◆ **EXTRACT**:

Yeah when I was reading the class I was like “this is just a fighter with less abilities and the things they get instead seem pretty goddamn useless.” Except the spells, I thought the spells might make up for it buuuuut I guess not.

Bards seem cool as hell in 5e.

The idea that every turn a rogue is just gonna try to meld back into the shadows and backstab guys over and over is just so goddamn dumb.

very very big difference between “here are some example builds in the rulebook to get you started or that we know just work if that’s all you’re interested in” and “everyone has to pick from one of the standard rpg archetypes or else fight the system to customize beyond that” which is heck of dumb

any tabletop game that locks me into a particular role from the get-go is not one i’m particularly interested in but i realize this makes me weird

On this tip, I will still always love Shadowrun, crazy baroque mechanics be damned. The character creation system rules, and there’s just… so much! What a fuckin setting, man.

◆ **WHAT YOU NEED TO DO**:
Please pick up the tabletop RPG comments after their last line and continue them. The listing that comes next has no connection to the tabletop RPG comments.

◆ **LISTED ENTRIES**:
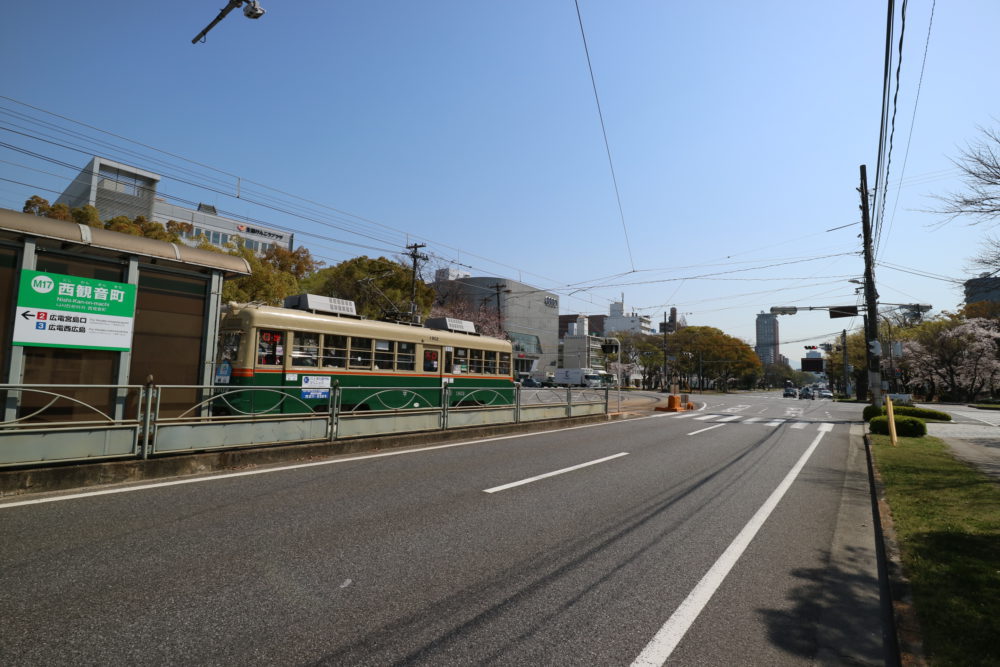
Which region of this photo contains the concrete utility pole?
[406,243,429,323]
[860,165,882,407]
[490,283,510,332]
[840,329,851,397]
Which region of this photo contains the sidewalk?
[921,404,1000,482]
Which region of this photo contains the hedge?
[892,405,951,422]
[861,405,885,422]
[868,415,927,438]
[861,405,951,422]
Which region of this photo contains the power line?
[573,0,635,271]
[886,0,932,248]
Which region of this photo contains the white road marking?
[688,424,725,435]
[483,452,628,493]
[632,424,832,667]
[0,412,665,510]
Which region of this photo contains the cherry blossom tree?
[903,316,1000,400]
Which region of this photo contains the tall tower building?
[754,311,781,364]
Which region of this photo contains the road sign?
[830,306,858,319]
[12,271,136,352]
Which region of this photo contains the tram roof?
[228,304,511,351]
[0,209,250,275]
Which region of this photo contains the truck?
[555,368,601,388]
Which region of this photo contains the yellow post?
[885,396,897,447]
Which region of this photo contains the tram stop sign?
[12,270,136,352]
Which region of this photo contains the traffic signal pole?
[860,165,882,407]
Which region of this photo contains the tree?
[305,256,434,319]
[934,127,1000,225]
[902,314,1000,400]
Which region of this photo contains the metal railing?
[0,384,609,467]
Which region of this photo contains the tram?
[213,295,514,415]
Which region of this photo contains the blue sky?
[0,0,1000,365]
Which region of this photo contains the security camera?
[243,0,264,19]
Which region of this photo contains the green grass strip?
[871,435,1000,665]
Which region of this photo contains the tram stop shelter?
[0,210,250,423]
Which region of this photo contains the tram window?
[292,331,319,368]
[323,334,347,368]
[500,352,510,375]
[396,343,417,371]
[351,336,372,368]
[375,340,396,371]
[216,331,243,362]
[469,350,483,373]
[451,347,469,375]
[424,350,438,373]
[257,329,285,366]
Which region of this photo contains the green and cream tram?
[214,295,514,414]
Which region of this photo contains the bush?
[868,415,927,438]
[892,405,951,422]
[861,405,885,422]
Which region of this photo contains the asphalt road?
[0,393,883,665]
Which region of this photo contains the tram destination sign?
[13,271,136,352]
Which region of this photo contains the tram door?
[423,345,444,406]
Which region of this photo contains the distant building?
[603,301,655,336]
[431,276,559,377]
[754,312,784,364]
[56,157,294,254]
[965,273,1000,304]
[434,268,472,283]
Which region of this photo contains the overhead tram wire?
[886,0,937,247]
[0,95,608,300]
[872,0,895,258]
[573,0,635,271]
[872,0,909,257]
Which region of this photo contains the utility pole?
[406,243,428,324]
[840,329,851,398]
[860,165,882,407]
[490,283,510,333]
[660,312,669,393]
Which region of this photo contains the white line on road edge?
[632,424,832,667]
[0,412,666,510]
[483,452,628,493]
[688,424,725,435]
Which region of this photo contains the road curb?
[864,433,928,667]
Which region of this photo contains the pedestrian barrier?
[0,384,609,468]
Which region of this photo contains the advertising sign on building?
[13,271,136,352]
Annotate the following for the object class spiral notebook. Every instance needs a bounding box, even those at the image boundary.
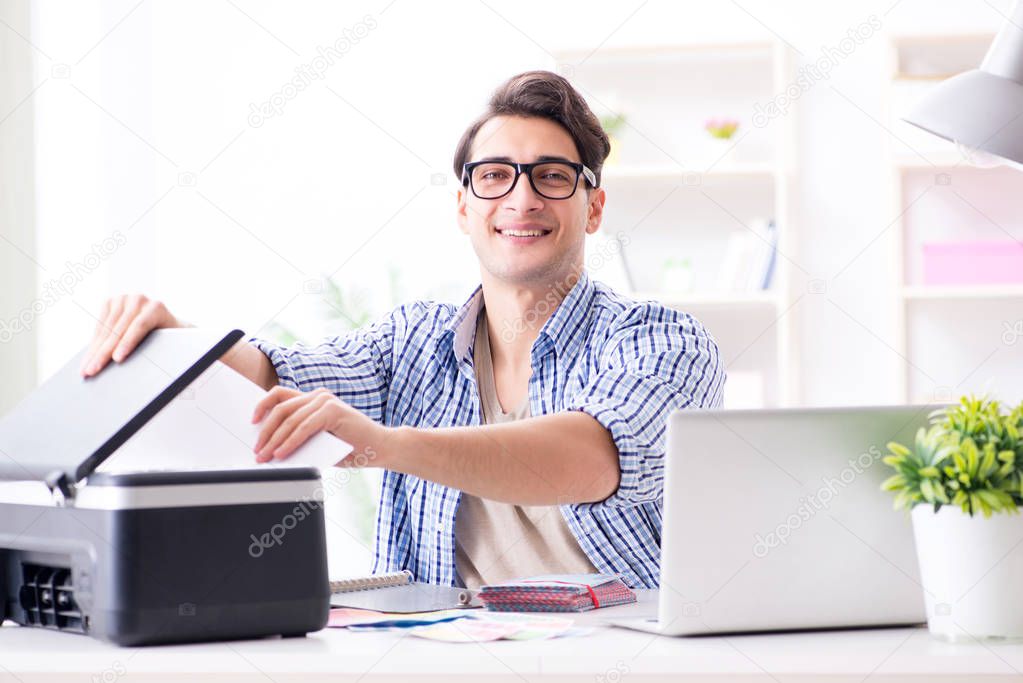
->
[330,570,480,613]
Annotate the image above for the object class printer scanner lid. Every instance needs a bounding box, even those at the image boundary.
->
[0,327,243,488]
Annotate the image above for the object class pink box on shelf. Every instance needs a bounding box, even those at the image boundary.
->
[924,240,1023,285]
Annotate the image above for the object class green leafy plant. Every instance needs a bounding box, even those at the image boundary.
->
[881,396,1023,517]
[601,112,625,135]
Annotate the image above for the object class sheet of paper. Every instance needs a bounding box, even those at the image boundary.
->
[98,361,352,472]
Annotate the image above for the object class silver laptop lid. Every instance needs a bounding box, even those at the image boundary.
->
[659,406,937,634]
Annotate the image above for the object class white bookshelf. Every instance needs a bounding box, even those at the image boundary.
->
[552,41,798,407]
[885,34,1023,402]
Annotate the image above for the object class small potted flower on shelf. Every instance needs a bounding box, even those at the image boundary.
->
[704,118,739,165]
[704,119,739,140]
[601,112,625,166]
[882,397,1023,640]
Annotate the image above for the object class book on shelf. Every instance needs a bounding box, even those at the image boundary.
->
[717,220,777,291]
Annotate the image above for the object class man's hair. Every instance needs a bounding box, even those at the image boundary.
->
[454,71,611,186]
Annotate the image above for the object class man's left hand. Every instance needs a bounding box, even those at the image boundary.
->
[253,386,391,467]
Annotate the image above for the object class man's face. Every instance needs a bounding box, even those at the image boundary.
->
[458,117,605,285]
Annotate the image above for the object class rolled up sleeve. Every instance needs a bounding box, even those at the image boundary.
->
[566,303,725,507]
[249,309,402,422]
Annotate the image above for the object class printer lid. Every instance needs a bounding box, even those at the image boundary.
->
[0,327,243,485]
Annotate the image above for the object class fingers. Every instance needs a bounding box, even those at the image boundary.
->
[81,294,178,377]
[273,400,330,460]
[83,297,139,376]
[112,302,164,363]
[253,385,302,424]
[253,388,330,462]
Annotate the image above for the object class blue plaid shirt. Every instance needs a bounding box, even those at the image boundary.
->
[251,273,725,588]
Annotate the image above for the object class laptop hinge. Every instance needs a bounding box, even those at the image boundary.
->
[46,471,75,507]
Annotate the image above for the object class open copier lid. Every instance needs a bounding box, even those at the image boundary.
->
[0,327,243,496]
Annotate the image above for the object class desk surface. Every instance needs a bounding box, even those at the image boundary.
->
[0,591,1023,683]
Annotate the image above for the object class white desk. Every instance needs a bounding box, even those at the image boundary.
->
[0,591,1023,683]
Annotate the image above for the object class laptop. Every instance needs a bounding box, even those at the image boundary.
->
[613,406,938,635]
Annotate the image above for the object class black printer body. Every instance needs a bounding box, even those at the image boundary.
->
[0,330,329,648]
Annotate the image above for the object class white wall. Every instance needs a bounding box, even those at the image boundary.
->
[0,0,37,414]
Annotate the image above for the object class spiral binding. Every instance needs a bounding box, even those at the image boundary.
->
[330,570,414,593]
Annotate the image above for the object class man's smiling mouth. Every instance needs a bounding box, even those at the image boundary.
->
[494,225,552,237]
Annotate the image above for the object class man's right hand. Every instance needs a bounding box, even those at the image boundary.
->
[81,294,190,377]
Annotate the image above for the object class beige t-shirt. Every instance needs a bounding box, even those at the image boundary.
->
[454,308,596,589]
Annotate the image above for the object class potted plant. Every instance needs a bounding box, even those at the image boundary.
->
[601,112,625,167]
[882,397,1023,640]
[704,118,739,164]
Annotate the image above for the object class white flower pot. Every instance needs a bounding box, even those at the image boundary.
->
[913,505,1023,641]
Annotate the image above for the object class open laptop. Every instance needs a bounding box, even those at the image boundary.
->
[614,406,937,635]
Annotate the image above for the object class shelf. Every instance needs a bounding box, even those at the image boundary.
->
[557,41,775,65]
[892,150,969,171]
[601,162,777,181]
[902,284,1023,301]
[629,289,777,308]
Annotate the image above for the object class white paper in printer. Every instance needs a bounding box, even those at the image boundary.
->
[97,361,352,472]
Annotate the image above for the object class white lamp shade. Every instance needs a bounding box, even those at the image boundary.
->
[905,70,1023,164]
[903,2,1023,164]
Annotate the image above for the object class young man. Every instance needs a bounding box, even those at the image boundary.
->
[83,72,724,587]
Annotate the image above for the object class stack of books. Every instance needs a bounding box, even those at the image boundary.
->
[478,574,636,611]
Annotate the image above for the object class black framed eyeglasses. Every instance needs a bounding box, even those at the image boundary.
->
[461,161,596,199]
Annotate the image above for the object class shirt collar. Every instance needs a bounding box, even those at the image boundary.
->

◆ **EXPECTED ANSWER**:
I am sitting here thinking about redesigning fighter and rogue. Please don’t make me want to do this

It’s so useless I will never actually play these games and in my overtired and overstressed state it makes me like physically sad

this is one of those conversations that makes me anxious about the things i’m doing with my system that other people aren’t doing being for, uh, good reasons

wasn’t that long ago i’d get excited about meeting anyone into tabletop games in general, these days D&D/pathfinder just grate on me. like i have definitely gotten to be as much of an ass about this stuff as i did with vidcons forever ago

uh keeping threads on Watching is a good way for me to depressionpost maybe i’ll go chill for a bit

I’ve found D&D.pathfinder grating for far longer (oh god its been 12 years since I stopped regularly playing it), I just stay fluent in it because small aspects of it can be good as can some of the derivatives.

I wouldn’t design a game with 20 pages of perks, personally

Whichever edition of shadowrun had that priorities list for character creation was good.

Traveller’s lifepath system was also good.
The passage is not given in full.